Bounding-box records
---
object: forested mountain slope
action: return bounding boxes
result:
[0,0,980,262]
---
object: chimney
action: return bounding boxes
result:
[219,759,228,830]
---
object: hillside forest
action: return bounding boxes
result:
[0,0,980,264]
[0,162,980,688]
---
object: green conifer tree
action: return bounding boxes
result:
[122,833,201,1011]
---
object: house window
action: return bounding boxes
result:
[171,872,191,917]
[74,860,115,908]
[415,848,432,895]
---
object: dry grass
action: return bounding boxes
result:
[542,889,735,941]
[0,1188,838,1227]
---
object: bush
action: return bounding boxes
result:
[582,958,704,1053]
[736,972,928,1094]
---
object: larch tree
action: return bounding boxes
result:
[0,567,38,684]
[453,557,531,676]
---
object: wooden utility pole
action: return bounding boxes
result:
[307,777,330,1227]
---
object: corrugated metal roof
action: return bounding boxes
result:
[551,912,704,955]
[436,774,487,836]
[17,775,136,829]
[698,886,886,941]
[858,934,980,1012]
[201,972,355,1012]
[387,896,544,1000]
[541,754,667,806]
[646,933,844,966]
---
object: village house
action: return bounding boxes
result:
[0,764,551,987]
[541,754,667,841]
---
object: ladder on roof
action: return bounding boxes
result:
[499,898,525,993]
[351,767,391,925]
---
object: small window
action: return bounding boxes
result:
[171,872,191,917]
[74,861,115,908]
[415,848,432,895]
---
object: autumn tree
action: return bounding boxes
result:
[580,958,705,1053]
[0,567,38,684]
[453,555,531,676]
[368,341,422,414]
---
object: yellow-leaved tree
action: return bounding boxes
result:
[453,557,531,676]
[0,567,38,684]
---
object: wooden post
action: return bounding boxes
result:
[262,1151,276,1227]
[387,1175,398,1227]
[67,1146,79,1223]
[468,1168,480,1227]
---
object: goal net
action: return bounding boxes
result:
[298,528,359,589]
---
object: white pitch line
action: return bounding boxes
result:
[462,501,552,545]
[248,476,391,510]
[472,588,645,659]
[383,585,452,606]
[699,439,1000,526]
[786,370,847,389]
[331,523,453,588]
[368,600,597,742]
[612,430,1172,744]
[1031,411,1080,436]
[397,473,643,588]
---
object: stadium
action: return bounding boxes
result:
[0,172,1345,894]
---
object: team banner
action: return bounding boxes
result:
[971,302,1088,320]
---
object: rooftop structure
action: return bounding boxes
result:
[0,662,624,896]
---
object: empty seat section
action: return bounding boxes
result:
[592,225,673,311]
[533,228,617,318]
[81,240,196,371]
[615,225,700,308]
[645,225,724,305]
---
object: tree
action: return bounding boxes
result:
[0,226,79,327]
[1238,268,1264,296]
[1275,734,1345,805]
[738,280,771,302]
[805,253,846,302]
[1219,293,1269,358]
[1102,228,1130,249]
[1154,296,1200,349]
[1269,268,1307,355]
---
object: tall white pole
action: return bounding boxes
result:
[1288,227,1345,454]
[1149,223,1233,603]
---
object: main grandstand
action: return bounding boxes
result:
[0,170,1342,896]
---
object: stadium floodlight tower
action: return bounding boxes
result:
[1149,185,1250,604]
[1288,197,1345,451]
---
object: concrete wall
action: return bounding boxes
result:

▸ **OBJECTIVE**
Write out the records above word for word, from their first line through the line that contains "[368,341,422,414]", including that line.

▸ **RESULT OF THE EXERCISE**
---
object: forested mountain slope
action: return bounding boxes
result:
[0,0,980,262]
---
object: chimney
action: return bounding boxes
result:
[219,759,228,830]
---
object: hillside forest
action: return bounding boxes
result:
[0,0,980,264]
[0,162,980,688]
---
object: green conifer tree
action: return bounding boxes
result:
[122,833,201,1011]
---
object: house window
action: return bounding boxes
result:
[171,872,191,917]
[74,860,115,908]
[415,848,432,895]
---
object: dry grass
action: return bounding boxes
result:
[542,889,735,941]
[0,1188,838,1227]
---
object: bush
action: return bounding boxes
result:
[582,958,704,1053]
[736,972,928,1094]
---
object: larch tree
action: return bounding boxes
result:
[0,567,38,684]
[453,557,531,676]
---
object: wooden utility pole
action: return bounding boxes
result:
[307,777,330,1227]
---
object: corrugated metal roof
action: return bounding boxes
result:
[551,912,704,955]
[436,774,487,836]
[17,775,136,829]
[698,886,886,941]
[858,934,980,1012]
[201,972,355,1012]
[387,896,544,1000]
[541,754,667,806]
[646,933,844,966]
---
object: village house
action: return bounding boxes
result:
[0,764,551,987]
[541,754,667,841]
---
object: ladder on roof
action: return bounding boxes
result:
[499,898,525,993]
[351,767,391,925]
---
object: small window
action: return bounding boxes
result:
[171,872,191,917]
[74,861,115,908]
[415,848,432,895]
---
object: autumn tree
action: return bounding boxes
result:
[580,958,705,1053]
[0,567,38,684]
[453,555,531,676]
[368,341,422,414]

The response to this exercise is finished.